[Point localization data]

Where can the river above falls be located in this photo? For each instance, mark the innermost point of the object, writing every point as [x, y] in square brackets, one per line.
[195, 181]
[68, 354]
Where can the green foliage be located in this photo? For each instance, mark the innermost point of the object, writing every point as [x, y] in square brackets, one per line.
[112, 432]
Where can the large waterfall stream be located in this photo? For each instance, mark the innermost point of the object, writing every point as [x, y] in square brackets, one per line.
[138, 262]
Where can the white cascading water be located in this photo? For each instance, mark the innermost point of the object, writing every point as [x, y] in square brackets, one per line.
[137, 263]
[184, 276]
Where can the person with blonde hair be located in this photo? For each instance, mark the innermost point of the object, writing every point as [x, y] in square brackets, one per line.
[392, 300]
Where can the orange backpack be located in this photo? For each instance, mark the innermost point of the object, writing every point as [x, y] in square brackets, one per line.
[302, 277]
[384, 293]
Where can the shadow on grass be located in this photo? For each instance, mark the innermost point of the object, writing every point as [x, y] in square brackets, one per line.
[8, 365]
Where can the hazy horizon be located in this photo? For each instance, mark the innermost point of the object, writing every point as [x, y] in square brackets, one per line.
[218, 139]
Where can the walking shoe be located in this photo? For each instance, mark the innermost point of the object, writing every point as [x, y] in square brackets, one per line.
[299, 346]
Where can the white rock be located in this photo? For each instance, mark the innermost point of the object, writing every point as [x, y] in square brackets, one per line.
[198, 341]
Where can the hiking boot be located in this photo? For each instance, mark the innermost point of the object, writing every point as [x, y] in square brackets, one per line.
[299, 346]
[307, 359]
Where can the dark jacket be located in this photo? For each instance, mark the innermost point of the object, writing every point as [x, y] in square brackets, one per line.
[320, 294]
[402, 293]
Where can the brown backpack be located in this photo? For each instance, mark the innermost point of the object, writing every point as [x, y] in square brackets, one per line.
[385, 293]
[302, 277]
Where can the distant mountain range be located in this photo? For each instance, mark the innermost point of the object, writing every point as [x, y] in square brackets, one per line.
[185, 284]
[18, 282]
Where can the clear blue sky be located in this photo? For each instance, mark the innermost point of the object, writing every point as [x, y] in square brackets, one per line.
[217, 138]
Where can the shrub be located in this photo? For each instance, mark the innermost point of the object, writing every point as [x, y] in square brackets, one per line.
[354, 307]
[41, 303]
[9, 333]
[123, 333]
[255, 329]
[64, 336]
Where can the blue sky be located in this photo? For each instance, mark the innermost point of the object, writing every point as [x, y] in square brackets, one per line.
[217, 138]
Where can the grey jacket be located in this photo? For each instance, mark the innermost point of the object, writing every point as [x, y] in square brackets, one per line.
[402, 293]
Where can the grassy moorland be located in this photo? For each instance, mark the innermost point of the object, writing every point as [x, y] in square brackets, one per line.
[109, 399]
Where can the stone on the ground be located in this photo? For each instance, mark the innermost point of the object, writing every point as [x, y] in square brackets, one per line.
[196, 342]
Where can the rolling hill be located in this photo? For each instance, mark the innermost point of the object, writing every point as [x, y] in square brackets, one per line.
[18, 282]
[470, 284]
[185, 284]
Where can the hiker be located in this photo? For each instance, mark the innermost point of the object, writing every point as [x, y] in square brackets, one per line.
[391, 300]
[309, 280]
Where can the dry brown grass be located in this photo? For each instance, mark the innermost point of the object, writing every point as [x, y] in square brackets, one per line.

• _Exercise directions_
Exact output of every entry is required.

• _Task answer_
Where can the river above falls be located in this photo? For each instance, mark the innermost point of the object, writing every point as [x, y] in square brackets, one per line.
[195, 181]
[68, 354]
Where can the green foliage be located in this photo? For each instance, mark the innermost point of the object, writing every point as [x, y] in square brackets, one per line.
[112, 432]
Where can the large waterfall stream be located in this photo? For each instance, mark the innermost point of the object, writing every point as [x, y] in square brackets, one per line.
[138, 262]
Where can the white cascading water be located in this photo? For each instance, mark the innermost point of the object, writing every point as [x, y] in square brackets, one per line.
[137, 263]
[184, 276]
Where can the person with blonde hair be located in this photo? For each instance, mark the innermost point of the object, writing every point as [x, y] in square brackets, one per line.
[392, 300]
Where can the orange backpack be located in this photo? For each instance, mark the innermost point of the object, writing every point as [x, y] in square brackets, one per line.
[302, 277]
[384, 293]
Where can the shadow on grass be located in this photo? For each instance, mark the innermost point of the object, writing every point as [x, y] in square brackets, one per line.
[8, 365]
Where can the hazy horizon be located in this photo? For each instance, mark the innermost point of the object, writing every point as [x, y] in square brackets, one per line.
[218, 139]
Where can the walking shoe be located in this photo? For each instance, mark the innermost point of the object, writing every point as [x, y] in square brackets, one per line.
[299, 346]
Where can the white rock be located in this photo? For each instance, mark the innermost point of the object, writing every point as [x, y] in square brackets, one per line.
[198, 341]
Where can the hiking boot be located in this photo? For each instance, mark the innermost point of the object, writing every point as [x, y] in square brackets, one per line.
[299, 346]
[307, 359]
Where can the dark jacket be located in this photo? For each instance, mark the innermost point of the object, writing every point as [x, y] in square brackets, one per line.
[320, 294]
[402, 293]
Where can the brown backpack be located in this photo? For each instance, mark the innermost point of the object, writing every point as [x, y] in square brackets, one per line.
[385, 293]
[302, 277]
Where can the distant mountain range be located in this photo? For each instance, mark the innermost point of the object, writing every point as [x, y] in square brackets, one per line.
[185, 284]
[18, 282]
Where can the clear blue sky be located in this photo? For each instance, mark the innermost point of the object, writing every point as [x, y] in square brackets, one per line.
[217, 138]
Where can the shrub be located in this photo? For each instance, mark the innermost point of the object, writing every point as [x, y] in square brackets, one per line.
[354, 307]
[41, 303]
[9, 333]
[123, 333]
[255, 329]
[64, 336]
Where can the blue sky be located in this photo? For each instance, mark the innermost point of the object, writing every point as [x, y] in square brackets, one per line.
[217, 138]
Where can the grey jacket be located in this photo? For each instance, mark the innermost point of the object, writing every point as [x, y] in square brackets, one per line.
[402, 293]
Where can the grassy moorland be located in this photo? For each instance, mark the innermost point of the object, writing every point as [x, y] in square brackets, one per line.
[109, 399]
Where can the stone on the ground be located in this photo? For each instance, mark the innermost point of the object, writing every point as [x, y] in square brackets, one per line.
[196, 342]
Where can the rolling hill be located in this photo? For each instance, mark the innermost point of the object, writing every point as [x, y] in square brackets, one per line.
[18, 282]
[470, 284]
[185, 284]
Where can the hiker be located in this photo? For each instance, mark the innermost point of the object, writing every point as [x, y] in square brackets, one per line.
[391, 300]
[309, 280]
Where can the dry brown grass be located in this photo? For each instance, mark the innermost point of the object, writing every point as [x, y] in square brackets, one per line.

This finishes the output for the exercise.